→ TASK DETAILS
Rewrite every line of the records below as a Markdown table with two columns, "Row" and "Line", numbering each row and leaving out blank lines.

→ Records
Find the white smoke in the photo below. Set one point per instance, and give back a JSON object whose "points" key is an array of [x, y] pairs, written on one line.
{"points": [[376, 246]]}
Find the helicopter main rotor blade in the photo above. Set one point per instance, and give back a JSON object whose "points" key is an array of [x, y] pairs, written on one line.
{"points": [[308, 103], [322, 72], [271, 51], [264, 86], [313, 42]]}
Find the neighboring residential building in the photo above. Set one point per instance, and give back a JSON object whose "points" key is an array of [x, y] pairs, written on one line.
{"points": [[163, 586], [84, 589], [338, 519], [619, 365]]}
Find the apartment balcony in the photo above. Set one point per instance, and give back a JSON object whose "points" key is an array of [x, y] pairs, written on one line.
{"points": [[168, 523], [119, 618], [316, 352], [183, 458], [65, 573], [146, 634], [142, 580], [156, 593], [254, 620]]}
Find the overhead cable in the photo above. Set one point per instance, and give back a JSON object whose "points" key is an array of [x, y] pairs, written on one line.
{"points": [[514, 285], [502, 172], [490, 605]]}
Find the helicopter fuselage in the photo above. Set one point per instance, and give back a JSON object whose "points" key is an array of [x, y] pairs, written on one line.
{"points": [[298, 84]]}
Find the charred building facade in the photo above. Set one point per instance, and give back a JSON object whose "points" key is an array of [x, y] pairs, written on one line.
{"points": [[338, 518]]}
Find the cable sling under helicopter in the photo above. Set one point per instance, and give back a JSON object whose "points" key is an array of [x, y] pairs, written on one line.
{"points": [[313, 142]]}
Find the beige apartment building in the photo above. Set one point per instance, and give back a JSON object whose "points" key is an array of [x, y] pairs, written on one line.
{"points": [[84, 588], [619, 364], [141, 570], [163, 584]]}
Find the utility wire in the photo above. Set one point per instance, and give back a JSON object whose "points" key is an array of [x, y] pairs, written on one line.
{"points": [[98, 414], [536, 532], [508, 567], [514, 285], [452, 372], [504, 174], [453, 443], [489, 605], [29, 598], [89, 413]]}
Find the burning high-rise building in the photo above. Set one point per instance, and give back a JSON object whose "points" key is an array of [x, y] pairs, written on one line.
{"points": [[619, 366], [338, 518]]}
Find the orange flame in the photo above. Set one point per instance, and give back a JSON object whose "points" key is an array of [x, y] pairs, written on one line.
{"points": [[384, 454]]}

→ COMPLETE ANSWER
| Row | Line |
|---|---|
| 1 | Find the white smoke in the photo below. Set one point per instance, and give back a JSON object whose "points" key is an array of [x, y] pairs, written on one line. |
| 2 | {"points": [[376, 246]]} |
| 3 | Find the helicopter main rotor blade in the photo above. Set one point per instance, and give back a JSON object whose "points" key is an array of [x, y] pairs, written on one line. |
| 4 | {"points": [[308, 103], [322, 72], [271, 51], [264, 86], [313, 42]]} |
| 5 | Find the neighboring residential building in the photo above. Set one point per instance, and give back a JSON object whose "points" key is an array of [x, y] pairs, written on one line. |
| 6 | {"points": [[163, 586], [84, 589], [338, 519], [619, 365]]} |
| 7 | Find the apartment balcony in the photo above. Set one point per instance, and give back a JSON object whose "points" key is an array of [x, y] pairs, written on one line. |
| 8 | {"points": [[168, 523], [119, 618], [316, 352], [183, 458], [65, 573], [146, 634], [142, 580], [156, 593], [254, 620]]} |
| 9 | Find the overhead cable in the photo above. Set one point per instance, and give back a JSON object whose "points" key is an array of [x, y] pairs, written on one line. |
| 10 | {"points": [[514, 285], [502, 172], [490, 605]]} |
| 11 | Find the helicopter fuselage in the photo above. Set one point per instance, and give back a JSON object whose "points" key is an array of [x, y] pairs, written on one line. |
| 12 | {"points": [[298, 84]]} |
| 13 | Find the charred building facade in the photo above. Set one point per instance, and give back a JSON object whose "points" key is an array of [x, y] pairs, written on one line. |
| 14 | {"points": [[338, 518]]} |
| 15 | Find the cable sling under helicopter in the photo above. Set one point per instance, and give back a JSON object whose "points" key is an array of [x, y] pairs, written on one line. |
| 16 | {"points": [[313, 142]]} |
| 17 | Find the beige apartment building in the photo above. Set one point per instance, and give back a JSON object whose "points" key is an array of [x, y] pairs, written on one line. |
| 18 | {"points": [[84, 588], [619, 364], [141, 570], [163, 584]]} |
| 19 | Find the utility wire in the photo above. Set one point per instance, and give back a JSON object whose "points" key is an array of [x, y] pairs, written on one line. |
| 20 | {"points": [[98, 414], [536, 532], [508, 567], [514, 285], [452, 372], [504, 174], [453, 443], [489, 605], [29, 598], [89, 413]]} |
| 21 | Find the burning high-rise building in the photo above. Set one point per instance, and give back a JSON object whose "points" key is an array of [x, y] pairs, written on one line. |
| 22 | {"points": [[619, 366], [338, 518]]} |
| 23 | Find the orange flame in the photo above. Set one point per instance, and give back a JSON object whose "points" key is an array of [x, y] pairs, written on one line. |
| 24 | {"points": [[384, 454]]} |